[begin Document]

I think we are largely in agreement here (esp. wrt utf-16 being an oddball
interchange format).

It doesn't answer my question though, ie. what advantage the BOM tag
provides compared to assuming utf-8 from the outset. Yes if you see a utf-8
BOM you have immediate confidence that the data is utf-8 encoded, but what
have you lost if you start with [fake] confidence and treat the data as
utf-8 until proven otherwise?

Either the data is utf-8, or ASCII, or ANSI but with no high-bit characters
and everything works, or you find an invalid byte sequence which gives you
high confidence that this is not actually utf-8 data. Granted it requires
more than three bytes lookahead, but we're gonig to be using that data
anyway.

I guess the one clear advantage I see of a utf-8 BOM is that it can
simplify some code, and reduce some duplicate work when interfacing with
APIs which both require a text encoding specified up-front and don't offer
a convenient error path when decoding fails. But adding utf-8 with BOM as
yet another text encoding configuration to the landscape seems like a high
price to pay, and certainly not an overall simplification.

Outside of source code and Linux config files, BOMless utf-8 are certainly
> not the most frequent text files, ANSI and
> other various encodings dominate, because most non-ASCII text files were
> (are) produced under DOS or Windows,
> where notepad and friends use ANSI by default f.i.

[end Document]

Continue the forum post about the UTF-8 byte order mark, starting right after its last line.

[begin Raw data]

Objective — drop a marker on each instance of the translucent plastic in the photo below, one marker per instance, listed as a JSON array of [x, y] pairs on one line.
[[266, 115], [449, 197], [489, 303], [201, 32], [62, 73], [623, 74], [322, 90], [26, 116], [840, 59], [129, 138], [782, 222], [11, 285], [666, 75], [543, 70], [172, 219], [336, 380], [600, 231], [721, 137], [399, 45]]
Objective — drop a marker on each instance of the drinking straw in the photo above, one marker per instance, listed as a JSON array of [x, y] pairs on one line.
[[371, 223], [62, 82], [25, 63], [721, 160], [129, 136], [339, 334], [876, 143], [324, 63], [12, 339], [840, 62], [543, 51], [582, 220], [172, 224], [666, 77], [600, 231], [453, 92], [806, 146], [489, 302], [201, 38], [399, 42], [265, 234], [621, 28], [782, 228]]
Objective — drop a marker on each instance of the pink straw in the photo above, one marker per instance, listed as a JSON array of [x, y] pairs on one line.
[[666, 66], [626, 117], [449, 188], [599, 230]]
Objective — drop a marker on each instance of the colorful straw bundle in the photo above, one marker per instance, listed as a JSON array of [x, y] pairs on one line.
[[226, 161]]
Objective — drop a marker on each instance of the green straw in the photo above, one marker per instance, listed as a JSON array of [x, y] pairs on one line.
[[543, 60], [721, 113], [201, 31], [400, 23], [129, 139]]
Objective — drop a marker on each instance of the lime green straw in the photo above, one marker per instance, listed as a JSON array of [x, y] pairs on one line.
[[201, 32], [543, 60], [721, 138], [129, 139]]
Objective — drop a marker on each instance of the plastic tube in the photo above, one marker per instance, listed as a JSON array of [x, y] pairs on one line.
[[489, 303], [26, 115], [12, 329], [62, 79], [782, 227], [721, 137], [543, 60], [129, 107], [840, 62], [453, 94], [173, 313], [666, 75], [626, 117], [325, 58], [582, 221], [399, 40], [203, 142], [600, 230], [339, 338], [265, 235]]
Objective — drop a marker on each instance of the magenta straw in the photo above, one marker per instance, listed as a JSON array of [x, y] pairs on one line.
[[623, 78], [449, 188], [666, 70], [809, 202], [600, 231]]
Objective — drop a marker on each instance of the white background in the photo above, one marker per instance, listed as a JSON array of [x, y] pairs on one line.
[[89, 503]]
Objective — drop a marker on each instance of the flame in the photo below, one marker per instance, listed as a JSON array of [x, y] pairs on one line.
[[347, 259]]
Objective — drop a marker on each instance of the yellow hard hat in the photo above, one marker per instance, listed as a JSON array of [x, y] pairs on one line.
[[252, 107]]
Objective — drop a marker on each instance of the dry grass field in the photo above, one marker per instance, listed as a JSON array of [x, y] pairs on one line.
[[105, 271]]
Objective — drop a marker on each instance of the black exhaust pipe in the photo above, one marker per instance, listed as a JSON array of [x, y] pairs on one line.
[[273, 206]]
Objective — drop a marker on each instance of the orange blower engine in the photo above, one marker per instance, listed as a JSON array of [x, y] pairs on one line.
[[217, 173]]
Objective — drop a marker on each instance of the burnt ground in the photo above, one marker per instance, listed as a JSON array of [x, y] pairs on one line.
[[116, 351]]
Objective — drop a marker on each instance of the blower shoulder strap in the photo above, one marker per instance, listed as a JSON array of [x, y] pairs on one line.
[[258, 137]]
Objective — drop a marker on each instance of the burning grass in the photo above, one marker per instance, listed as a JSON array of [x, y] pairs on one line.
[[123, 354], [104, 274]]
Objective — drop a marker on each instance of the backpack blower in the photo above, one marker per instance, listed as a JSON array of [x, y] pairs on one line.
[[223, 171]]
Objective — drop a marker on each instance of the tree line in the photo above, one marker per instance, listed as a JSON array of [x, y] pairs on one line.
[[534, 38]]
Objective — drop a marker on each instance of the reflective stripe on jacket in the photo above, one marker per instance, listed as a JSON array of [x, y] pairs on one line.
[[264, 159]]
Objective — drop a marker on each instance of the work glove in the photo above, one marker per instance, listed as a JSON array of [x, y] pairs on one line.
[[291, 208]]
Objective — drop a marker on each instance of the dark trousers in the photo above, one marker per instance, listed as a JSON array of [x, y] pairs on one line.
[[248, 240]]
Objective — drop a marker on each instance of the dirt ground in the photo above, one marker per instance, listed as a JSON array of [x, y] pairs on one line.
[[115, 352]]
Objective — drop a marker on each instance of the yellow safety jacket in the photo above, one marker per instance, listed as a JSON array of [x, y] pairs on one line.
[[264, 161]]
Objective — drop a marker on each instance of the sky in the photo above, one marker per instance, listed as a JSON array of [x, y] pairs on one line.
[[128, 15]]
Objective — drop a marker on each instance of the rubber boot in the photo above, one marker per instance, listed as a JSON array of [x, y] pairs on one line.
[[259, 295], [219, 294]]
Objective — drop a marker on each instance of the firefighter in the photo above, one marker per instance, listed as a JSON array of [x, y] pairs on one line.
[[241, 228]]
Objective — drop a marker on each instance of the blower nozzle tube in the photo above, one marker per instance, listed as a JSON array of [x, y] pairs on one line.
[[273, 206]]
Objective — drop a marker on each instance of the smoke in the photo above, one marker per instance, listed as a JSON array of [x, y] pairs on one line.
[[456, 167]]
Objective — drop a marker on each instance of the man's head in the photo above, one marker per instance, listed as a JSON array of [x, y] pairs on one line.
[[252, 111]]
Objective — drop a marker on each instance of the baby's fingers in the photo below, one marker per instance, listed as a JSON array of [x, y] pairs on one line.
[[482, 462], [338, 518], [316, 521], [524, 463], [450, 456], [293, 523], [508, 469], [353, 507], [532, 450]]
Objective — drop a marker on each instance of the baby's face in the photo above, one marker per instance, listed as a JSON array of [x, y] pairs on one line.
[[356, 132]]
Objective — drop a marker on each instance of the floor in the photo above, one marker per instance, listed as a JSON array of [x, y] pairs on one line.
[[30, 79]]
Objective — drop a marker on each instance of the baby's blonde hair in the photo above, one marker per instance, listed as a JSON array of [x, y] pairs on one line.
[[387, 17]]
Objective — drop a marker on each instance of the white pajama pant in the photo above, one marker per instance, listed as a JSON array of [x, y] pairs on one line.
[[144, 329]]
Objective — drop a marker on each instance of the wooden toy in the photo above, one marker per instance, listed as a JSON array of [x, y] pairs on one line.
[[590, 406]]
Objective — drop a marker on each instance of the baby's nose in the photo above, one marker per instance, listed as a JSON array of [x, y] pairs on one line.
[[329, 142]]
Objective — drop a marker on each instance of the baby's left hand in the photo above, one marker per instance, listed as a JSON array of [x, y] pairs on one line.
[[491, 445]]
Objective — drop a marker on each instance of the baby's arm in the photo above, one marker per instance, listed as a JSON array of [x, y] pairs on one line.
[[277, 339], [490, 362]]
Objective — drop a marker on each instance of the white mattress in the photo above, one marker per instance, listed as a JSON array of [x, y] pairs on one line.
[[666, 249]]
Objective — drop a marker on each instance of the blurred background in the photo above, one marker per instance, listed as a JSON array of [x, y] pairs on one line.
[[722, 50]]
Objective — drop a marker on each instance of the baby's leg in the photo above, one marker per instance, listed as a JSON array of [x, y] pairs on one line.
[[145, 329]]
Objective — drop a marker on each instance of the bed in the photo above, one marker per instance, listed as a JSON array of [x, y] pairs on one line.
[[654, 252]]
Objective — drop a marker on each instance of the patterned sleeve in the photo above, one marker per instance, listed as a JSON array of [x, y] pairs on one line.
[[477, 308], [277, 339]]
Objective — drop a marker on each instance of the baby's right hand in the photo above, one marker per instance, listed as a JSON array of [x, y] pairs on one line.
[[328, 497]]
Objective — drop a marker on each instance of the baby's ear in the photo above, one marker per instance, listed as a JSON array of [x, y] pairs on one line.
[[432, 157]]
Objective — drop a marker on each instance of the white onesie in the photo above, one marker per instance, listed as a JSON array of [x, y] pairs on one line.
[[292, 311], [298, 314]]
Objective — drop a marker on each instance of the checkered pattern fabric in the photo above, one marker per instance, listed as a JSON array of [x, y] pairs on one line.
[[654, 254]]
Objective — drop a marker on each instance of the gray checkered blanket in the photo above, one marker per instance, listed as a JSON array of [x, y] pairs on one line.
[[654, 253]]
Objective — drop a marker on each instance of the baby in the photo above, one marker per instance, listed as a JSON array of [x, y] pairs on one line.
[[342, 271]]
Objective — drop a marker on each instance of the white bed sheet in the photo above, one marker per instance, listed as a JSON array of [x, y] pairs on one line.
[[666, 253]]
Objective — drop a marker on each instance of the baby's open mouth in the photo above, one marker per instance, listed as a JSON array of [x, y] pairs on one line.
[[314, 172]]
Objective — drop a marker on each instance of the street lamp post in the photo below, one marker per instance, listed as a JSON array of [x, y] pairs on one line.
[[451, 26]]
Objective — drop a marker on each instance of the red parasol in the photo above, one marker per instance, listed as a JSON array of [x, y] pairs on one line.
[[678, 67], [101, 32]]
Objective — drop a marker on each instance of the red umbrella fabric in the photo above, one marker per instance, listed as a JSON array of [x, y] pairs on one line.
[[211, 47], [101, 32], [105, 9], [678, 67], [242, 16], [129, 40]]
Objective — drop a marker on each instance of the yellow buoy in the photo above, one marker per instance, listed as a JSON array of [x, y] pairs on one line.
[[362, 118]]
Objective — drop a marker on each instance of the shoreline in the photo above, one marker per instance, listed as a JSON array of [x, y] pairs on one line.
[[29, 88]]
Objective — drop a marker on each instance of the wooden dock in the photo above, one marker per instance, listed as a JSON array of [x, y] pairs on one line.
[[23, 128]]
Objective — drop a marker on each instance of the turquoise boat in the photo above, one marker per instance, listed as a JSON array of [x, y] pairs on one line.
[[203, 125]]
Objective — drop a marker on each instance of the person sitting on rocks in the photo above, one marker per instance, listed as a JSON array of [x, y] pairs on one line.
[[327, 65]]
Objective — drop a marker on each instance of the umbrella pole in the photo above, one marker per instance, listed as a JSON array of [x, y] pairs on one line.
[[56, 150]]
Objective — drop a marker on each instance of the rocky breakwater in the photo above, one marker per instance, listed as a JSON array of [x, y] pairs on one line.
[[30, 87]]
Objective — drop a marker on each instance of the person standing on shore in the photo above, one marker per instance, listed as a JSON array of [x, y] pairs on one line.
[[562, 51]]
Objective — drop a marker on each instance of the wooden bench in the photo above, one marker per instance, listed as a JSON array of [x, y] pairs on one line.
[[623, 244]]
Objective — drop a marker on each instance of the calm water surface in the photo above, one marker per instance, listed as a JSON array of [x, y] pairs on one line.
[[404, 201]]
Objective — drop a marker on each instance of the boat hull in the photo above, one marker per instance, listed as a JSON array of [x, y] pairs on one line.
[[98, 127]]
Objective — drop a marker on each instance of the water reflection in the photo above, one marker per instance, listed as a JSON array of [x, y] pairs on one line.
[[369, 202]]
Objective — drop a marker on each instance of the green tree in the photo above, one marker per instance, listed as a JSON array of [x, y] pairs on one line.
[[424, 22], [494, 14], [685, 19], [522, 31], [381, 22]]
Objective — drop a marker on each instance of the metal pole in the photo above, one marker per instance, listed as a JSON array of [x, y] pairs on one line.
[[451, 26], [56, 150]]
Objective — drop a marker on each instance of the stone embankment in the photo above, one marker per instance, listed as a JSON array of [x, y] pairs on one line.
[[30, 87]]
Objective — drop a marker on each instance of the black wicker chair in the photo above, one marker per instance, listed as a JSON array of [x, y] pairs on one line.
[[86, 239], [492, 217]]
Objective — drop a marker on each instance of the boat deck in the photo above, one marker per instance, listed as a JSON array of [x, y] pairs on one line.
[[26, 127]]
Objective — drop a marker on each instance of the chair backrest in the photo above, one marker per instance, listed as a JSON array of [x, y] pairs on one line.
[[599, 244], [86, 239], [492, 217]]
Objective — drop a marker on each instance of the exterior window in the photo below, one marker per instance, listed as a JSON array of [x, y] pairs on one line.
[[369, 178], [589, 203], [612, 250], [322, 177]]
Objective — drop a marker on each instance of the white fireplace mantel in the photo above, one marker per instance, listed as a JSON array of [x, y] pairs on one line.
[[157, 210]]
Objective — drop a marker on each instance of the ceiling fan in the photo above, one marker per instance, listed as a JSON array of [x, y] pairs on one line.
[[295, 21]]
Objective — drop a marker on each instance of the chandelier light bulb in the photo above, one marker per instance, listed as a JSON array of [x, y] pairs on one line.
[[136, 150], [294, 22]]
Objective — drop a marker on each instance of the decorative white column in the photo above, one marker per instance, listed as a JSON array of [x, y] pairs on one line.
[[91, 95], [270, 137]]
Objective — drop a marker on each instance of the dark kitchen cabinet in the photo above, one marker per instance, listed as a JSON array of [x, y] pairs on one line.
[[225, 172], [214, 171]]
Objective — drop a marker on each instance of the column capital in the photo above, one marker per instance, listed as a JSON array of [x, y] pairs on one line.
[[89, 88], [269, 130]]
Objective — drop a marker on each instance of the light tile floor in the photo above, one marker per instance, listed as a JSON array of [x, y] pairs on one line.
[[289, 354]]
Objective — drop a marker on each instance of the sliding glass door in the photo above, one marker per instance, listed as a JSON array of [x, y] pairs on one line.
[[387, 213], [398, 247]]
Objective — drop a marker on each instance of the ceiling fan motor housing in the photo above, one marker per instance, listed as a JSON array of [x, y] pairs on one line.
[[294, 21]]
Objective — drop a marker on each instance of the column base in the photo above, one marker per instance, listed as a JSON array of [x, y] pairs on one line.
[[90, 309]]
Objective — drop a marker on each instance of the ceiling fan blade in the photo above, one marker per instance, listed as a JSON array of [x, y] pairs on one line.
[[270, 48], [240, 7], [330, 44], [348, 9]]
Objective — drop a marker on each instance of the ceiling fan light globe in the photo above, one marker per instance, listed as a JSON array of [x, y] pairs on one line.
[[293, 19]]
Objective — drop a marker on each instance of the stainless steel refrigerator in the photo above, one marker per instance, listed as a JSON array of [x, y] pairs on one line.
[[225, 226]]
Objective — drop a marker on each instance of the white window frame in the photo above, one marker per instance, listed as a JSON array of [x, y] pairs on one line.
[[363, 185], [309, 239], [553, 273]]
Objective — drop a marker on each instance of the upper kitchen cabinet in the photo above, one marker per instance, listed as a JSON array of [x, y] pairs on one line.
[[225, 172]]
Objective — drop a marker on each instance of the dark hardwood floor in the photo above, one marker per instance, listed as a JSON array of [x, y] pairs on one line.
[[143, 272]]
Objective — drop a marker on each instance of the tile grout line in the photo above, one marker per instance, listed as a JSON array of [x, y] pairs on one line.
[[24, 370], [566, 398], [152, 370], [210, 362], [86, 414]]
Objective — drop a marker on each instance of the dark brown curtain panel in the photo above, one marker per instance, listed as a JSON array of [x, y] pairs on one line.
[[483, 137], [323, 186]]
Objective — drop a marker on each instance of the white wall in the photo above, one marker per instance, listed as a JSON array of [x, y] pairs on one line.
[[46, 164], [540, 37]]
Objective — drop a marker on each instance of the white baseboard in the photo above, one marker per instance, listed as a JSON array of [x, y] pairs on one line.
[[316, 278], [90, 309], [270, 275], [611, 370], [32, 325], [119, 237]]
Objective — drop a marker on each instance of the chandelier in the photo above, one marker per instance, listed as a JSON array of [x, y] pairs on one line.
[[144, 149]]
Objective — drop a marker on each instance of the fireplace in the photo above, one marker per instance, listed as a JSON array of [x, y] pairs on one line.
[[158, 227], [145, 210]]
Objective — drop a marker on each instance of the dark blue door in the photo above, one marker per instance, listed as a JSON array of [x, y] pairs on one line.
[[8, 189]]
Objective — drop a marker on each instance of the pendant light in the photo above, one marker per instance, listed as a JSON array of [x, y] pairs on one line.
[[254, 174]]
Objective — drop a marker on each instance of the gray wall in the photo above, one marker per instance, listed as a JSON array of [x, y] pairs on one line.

[end Raw data]

# Final result
>

Notepad barely counts as a text editor (newlines are always two bytes long
yeah? :P), but I take your point that ANSI is common (especially CP1251?).
I've honestly never seen a utf-8 file *with* a BOM though, so perhaps I've
lived a sheltered life.

I'm not sure what you were going for here:

the overwhelming majority of text content are likely to involve ASCII at the

beginning (from various markups, think html, xml, json, source code... even
> csv


Since HTML's encoding is generally specified in the HTTP header or
<http-equiv> metadata.
XML's encoding must be specified on the first line (unless the default
utf-8 is used or a BOM is present).
JSON's encoding must be either utf-8, utf-16 or utf-32.
Source code encoding is generally defined by the language in question.

That may not be a desirable or happy situation, but that is the situation
> we have to deal with.
>

True, we're stuck with decisions of the past. I guess (and maybe I've
finally understood your position?) if a BOM was mandated for _all_ utf-8
data from the outset to clearly distinguish it from pre-existing ANSI
codepages then I could see its value. Although I remain a little revulsed
by having those three little bytes at the front of all my files to solve
what is predominently a transport issue ;)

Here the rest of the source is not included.